(Dataset rows on where objects appear)
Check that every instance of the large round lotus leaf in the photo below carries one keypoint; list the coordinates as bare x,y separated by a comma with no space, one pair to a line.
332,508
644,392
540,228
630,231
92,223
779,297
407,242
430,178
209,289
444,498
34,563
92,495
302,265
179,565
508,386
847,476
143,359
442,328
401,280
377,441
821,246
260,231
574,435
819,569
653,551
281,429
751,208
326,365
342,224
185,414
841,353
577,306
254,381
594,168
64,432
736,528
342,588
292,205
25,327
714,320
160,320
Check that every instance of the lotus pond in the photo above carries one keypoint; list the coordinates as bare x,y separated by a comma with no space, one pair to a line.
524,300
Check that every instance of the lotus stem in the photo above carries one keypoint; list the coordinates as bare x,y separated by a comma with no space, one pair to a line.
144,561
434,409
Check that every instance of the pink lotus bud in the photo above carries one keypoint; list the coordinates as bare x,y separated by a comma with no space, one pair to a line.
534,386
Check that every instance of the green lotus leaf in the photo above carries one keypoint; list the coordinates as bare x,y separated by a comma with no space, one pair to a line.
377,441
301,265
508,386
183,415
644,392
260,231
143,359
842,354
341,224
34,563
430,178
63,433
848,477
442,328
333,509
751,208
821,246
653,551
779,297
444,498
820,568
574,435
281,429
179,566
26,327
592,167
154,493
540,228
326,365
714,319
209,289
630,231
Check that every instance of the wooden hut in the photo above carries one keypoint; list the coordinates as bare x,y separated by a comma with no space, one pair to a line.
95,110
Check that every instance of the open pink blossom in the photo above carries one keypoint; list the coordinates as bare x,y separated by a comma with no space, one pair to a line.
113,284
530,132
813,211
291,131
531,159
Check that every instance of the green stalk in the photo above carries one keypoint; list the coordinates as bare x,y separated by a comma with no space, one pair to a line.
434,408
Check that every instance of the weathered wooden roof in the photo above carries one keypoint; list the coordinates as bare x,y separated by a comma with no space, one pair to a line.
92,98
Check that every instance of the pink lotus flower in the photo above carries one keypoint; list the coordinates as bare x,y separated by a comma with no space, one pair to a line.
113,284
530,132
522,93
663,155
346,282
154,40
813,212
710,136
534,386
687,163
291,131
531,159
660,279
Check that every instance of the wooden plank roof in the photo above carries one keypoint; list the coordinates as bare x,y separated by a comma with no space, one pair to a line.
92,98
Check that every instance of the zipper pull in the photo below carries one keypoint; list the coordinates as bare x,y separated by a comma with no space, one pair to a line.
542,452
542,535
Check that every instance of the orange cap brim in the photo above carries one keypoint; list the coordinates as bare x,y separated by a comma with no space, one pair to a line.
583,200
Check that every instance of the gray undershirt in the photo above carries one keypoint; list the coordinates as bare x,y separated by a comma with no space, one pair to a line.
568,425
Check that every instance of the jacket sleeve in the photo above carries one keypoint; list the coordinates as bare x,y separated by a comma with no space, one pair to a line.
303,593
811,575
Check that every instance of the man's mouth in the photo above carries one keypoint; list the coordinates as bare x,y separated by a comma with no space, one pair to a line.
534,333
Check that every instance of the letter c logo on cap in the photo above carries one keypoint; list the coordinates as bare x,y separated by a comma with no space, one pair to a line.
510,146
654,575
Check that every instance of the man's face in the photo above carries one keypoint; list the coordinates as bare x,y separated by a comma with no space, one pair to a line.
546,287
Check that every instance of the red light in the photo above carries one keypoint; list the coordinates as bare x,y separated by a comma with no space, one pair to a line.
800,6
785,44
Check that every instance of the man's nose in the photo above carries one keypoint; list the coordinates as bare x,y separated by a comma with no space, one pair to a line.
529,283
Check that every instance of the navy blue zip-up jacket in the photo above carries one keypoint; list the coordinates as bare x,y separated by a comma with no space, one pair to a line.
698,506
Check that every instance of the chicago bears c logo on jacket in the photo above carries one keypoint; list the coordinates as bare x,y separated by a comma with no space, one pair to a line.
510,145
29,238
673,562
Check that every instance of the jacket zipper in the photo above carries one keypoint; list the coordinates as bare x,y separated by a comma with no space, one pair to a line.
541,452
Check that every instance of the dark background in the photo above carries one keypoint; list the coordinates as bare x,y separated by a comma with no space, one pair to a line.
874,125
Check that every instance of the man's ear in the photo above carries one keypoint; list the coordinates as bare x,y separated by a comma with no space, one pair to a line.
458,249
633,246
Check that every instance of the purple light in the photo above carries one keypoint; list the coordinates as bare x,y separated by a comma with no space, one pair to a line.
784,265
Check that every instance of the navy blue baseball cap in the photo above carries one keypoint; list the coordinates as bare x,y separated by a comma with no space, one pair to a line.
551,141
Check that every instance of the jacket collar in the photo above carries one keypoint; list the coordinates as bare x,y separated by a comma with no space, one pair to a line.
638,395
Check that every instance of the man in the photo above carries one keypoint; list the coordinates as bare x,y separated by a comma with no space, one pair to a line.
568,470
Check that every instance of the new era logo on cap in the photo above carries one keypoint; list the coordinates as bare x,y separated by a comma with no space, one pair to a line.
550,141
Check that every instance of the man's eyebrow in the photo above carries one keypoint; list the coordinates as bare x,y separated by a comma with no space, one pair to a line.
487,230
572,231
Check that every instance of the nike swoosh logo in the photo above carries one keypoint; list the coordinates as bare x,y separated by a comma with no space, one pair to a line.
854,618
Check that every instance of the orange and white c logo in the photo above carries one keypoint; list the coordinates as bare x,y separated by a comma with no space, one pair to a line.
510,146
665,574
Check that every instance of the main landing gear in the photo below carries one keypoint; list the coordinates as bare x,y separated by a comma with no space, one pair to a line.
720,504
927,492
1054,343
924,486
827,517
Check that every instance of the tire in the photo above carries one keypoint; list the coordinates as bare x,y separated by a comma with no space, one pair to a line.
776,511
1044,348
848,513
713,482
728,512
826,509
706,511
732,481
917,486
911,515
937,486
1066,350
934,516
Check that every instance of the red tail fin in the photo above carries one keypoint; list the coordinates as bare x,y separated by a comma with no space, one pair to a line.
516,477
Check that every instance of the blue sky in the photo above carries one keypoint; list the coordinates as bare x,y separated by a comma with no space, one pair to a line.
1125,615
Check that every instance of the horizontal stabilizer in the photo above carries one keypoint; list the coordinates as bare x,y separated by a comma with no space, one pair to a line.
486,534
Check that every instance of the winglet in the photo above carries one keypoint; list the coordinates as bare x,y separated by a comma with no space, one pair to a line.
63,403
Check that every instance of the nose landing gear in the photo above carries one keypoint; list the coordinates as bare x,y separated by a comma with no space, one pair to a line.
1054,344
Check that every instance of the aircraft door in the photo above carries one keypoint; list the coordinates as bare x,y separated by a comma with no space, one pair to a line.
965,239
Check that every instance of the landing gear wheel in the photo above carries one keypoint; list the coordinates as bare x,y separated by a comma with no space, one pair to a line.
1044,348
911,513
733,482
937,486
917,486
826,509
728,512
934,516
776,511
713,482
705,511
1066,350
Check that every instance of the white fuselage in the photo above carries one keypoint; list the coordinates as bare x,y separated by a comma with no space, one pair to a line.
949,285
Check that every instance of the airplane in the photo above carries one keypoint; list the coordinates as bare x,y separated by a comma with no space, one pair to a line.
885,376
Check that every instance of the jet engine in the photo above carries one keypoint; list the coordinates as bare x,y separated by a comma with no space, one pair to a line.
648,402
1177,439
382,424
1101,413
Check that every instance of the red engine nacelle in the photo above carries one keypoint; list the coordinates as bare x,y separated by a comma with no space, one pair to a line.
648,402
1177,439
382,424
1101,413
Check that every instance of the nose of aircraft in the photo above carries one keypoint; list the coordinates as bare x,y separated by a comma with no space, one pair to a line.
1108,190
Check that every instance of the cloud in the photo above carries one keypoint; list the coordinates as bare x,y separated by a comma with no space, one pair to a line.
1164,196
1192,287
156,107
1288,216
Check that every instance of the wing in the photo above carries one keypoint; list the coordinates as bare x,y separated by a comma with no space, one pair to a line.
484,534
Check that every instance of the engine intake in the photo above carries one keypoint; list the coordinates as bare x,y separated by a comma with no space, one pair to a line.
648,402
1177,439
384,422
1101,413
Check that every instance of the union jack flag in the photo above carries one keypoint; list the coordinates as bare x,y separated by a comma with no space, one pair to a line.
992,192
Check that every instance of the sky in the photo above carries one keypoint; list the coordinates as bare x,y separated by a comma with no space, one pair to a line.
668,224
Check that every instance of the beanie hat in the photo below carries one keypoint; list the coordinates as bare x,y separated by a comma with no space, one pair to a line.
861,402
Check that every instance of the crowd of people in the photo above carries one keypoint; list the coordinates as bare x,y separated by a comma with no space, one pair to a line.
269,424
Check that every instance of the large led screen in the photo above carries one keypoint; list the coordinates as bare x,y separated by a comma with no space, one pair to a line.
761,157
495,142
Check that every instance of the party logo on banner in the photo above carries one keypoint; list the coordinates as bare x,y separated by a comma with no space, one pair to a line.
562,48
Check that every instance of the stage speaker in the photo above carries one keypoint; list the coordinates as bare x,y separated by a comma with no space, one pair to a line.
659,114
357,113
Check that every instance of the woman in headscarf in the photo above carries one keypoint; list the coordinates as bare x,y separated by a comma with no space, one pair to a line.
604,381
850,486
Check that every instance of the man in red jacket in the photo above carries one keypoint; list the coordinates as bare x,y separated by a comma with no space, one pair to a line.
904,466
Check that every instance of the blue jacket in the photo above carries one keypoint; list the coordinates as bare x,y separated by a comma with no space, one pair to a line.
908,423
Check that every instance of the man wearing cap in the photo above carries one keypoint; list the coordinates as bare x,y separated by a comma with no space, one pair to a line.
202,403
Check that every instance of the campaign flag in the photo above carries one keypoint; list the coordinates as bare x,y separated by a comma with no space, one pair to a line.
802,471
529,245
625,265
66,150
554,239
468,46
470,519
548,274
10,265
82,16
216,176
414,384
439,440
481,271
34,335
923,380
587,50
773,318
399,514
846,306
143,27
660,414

*Task prompt*
Repeat only the lines running from the line that contains "Check that every instance of the man wearing" through the last line above, inclusive.

*Task response*
Check that every instance of the man wearing cap in the photo above carries one keypoint; list the coordinates as bare x,y separated by a comma with no space, one pair to a line.
202,403
Check that every instance of the campaign flag in the photo above carries one keypoint; list the coordinates as bare x,y separated by a comma with no space, one pair to a line.
802,471
529,245
625,265
66,150
554,239
468,46
470,519
548,274
10,265
82,16
216,176
414,384
439,440
481,271
34,335
923,380
587,50
773,318
399,514
846,306
143,27
660,414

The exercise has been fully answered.